▶ GIVEN TEXT:
## Start
Terms used in this Section 5(b)(iii) have the meanings given to them
by Regulation S.
The Initial Purchasers understand that the Company, the Co-Issuer and,
for purposes of the opinions to be delivered to them pursuant to Section 8
hereof, counsel to the Company and the other Co-Issuer and counsel to the
Initial Purchasers will rely upon the accuracy and truth of the foregoing
representations, and the Initial Purchasers hereby consent to such reliance.
6. Indemnification. (a) (a) Subject to the last paragraph of Section
1, each of the Issuers, jointly and severally, agrees to indemnify and hold
harmless the Initial Purchasers, each person, if any, who controls the Initial
Purchasers within the meaning of Section 15 of the Act or Section 20(a) of the
Exchange Act, the agents, employees, officers and directors of the Initial
Purchasers and the agents, employees, officers and directors of any such
controlling person from and against any and all losses, liabilities, claims,
damages and expenses whatsoever (including, but not limited, to reasonable
attorneys' fees and any and all reasonable expenses whatsoever incurred in
investigating, preparing or defending against any litigation, commenced or
threatened, or any claim whatsoever, and any and all reasonable amounts paid in
settlement of any claim or litigation) (collectively, "Losses") to which they or
any of them may become subject under the Act, the Exchange Act or otherwise
insofar as such Losses (or actions in respect thereof) arise out of or are based
upon any untrue statement or alleged untrue statement of a material fact
contained in the Preliminary Offering Memorandum or the Offering Memorandum, or
in any supplement thereto or amendment thereof, or arise out of or are based
upon the omission or alleged omission to state therein a material fact necessary
to make the statements therein, in the light of the circumstances under which
they were made, not misleading; provided, however, that the Issuers will not be
liable in any such case to the extent, but only to the extent, that any such
Loss arises out of or is based upon any such untrue statement or alleged untrue
statement or omission or alleged omission made therein in reliance upon and in
conformity with written information relating to the Initial Purchasers furnished
to the Company or Holdings by or on behalf of the Representative expressly for
use therein. This indemnity agreement will be in addition to any liability that
the Issuers may otherwise have, including, but not limited to, liability under
this Agreement.
## End
▶ DATA LINES:
## Start
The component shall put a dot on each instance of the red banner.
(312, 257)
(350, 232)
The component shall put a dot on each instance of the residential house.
## End
▶ PROBLEMS TO WORK ON:
**A)** In the agreement excerpt, where do the terms used in Section 5(b)(iii) get their meanings?
**B)** Summarize the agreement excerpt in three sentences.

▶ SOLUTION LIST:
**A)** From Regulation S.

**B)** The Initial Purchasers understand that the Company, the Co-Issuer and counsel will rely on the accuracy and truth of their representations, and they consent to that reliance. Under the indemnification section, the Issuers jointly and severally agree to indemnify and hold harmless the Initial Purchasers and related persons against Losses arising from untrue statements or omissions of material fact in the Preliminary Offering Memorandum or the Offering Memorandum, or any supplement or amendment. The Issuers are not liable to the extent such Losses rest on written information about the Initial Purchasers furnished by or on behalf of the Representative, and the indemnity is in addition to any other liability the Issuers may have.